Work to be completed: Every line of the entries below that mentions "white" is to be copied out.

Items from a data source
++++++++++

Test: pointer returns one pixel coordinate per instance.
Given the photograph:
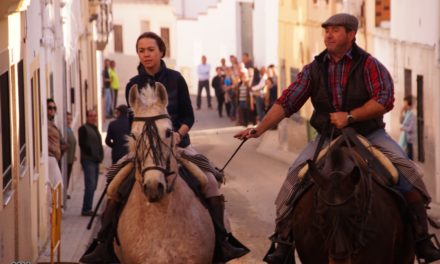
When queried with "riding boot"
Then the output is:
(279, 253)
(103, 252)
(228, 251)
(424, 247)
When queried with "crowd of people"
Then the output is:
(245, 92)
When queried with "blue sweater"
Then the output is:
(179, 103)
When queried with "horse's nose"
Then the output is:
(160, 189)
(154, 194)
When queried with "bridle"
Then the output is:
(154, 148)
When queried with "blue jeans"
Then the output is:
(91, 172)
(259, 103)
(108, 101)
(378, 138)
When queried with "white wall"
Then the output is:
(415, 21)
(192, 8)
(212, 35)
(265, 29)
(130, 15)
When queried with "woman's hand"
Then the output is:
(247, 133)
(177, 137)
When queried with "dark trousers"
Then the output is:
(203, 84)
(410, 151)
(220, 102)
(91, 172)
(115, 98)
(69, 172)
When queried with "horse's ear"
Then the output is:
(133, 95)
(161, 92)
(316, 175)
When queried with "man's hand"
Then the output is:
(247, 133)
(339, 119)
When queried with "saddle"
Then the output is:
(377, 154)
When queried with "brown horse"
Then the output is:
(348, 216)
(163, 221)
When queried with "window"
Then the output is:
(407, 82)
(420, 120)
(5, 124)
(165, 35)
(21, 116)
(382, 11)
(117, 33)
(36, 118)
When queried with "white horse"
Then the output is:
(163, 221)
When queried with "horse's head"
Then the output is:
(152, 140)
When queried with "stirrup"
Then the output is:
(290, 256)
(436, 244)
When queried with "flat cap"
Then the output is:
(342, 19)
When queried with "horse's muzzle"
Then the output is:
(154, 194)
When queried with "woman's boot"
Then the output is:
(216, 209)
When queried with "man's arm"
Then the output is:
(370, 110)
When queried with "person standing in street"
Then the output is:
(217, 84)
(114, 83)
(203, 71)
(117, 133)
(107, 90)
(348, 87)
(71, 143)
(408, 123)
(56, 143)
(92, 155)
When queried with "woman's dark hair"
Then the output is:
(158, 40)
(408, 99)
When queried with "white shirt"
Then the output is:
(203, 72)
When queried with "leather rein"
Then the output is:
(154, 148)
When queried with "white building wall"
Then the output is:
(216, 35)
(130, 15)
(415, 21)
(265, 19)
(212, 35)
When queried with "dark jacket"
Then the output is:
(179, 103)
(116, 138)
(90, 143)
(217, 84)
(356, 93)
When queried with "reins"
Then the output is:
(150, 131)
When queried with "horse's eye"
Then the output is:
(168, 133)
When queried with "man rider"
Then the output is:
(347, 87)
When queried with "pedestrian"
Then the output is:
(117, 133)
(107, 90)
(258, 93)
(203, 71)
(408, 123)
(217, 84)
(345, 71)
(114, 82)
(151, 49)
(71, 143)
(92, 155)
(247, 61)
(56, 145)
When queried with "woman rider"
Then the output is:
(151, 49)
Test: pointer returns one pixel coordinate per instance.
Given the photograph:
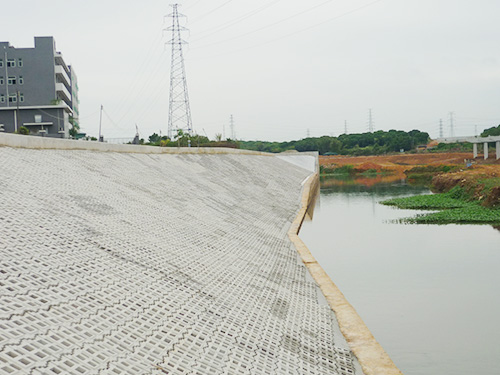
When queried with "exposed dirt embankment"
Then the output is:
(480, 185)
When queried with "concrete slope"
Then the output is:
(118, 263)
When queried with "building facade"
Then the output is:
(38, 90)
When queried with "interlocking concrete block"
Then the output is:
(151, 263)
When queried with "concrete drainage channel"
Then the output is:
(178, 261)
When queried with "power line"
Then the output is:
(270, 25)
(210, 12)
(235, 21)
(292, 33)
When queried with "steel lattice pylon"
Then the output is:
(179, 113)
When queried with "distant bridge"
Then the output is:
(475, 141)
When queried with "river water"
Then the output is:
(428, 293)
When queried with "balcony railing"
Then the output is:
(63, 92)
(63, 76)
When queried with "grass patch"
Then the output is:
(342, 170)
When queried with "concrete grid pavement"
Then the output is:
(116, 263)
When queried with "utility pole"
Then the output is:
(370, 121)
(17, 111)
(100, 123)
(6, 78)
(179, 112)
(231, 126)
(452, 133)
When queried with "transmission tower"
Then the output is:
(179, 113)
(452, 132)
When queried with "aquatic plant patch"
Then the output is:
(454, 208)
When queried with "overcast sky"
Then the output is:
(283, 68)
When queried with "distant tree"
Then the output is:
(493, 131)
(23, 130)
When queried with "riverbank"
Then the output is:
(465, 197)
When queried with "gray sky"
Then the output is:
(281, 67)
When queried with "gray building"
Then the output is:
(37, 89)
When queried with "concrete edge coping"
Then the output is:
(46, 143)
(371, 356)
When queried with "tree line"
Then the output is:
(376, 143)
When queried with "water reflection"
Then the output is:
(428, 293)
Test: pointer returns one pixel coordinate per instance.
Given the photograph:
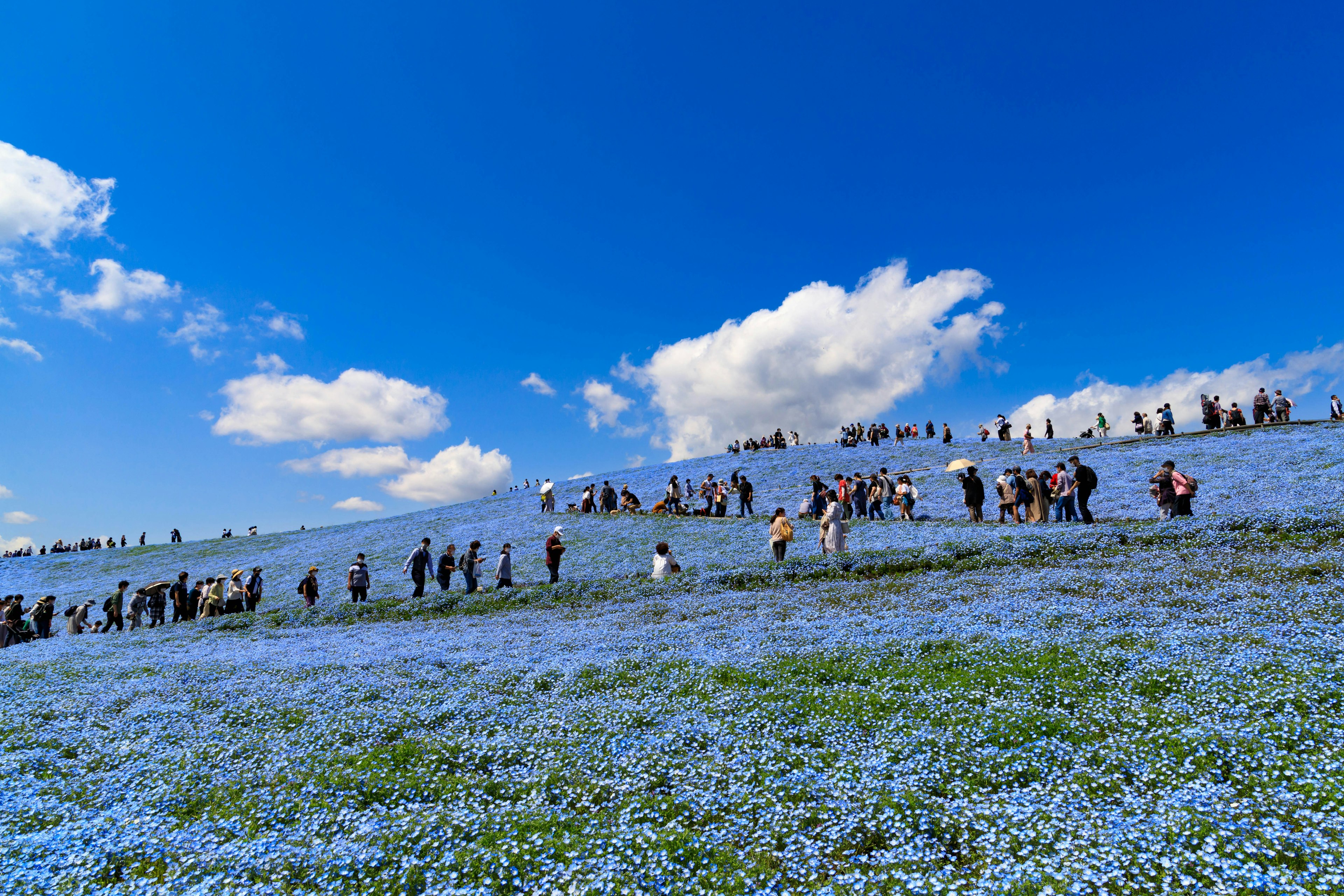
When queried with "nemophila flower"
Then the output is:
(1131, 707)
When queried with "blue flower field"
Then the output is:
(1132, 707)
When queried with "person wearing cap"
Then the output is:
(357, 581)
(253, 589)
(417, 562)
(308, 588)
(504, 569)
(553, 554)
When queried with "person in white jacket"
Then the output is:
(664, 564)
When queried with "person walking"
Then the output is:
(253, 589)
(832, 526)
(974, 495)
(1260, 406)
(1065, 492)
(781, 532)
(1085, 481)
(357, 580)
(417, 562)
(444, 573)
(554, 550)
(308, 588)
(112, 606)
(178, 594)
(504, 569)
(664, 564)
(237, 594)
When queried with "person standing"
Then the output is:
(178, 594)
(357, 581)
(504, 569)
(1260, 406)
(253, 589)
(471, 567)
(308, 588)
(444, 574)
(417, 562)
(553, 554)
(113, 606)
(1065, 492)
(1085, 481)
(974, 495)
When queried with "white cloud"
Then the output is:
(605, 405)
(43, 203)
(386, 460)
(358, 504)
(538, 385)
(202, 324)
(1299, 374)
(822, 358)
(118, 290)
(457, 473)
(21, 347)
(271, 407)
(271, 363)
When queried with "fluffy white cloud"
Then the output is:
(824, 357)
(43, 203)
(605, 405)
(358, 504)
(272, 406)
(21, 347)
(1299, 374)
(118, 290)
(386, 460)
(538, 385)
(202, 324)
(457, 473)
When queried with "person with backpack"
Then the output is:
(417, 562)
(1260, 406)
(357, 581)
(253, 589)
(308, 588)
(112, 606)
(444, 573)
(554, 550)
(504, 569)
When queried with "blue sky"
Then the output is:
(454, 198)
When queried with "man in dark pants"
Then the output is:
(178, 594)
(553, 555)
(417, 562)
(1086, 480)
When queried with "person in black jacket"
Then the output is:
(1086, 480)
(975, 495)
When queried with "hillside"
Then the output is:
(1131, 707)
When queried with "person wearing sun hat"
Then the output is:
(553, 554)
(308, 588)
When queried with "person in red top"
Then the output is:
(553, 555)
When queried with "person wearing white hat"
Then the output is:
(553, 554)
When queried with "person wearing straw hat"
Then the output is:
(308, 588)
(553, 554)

++++++++++

Solution for this exercise:
When queried with "white wall"
When queried with "white horse"
When queried with "white shirt"
When queried with "white building wall"
When queried with "person in white jacket"
When queried with "white cloud"
When queried with "fluffy white cloud"
When queried with "person wearing white hat"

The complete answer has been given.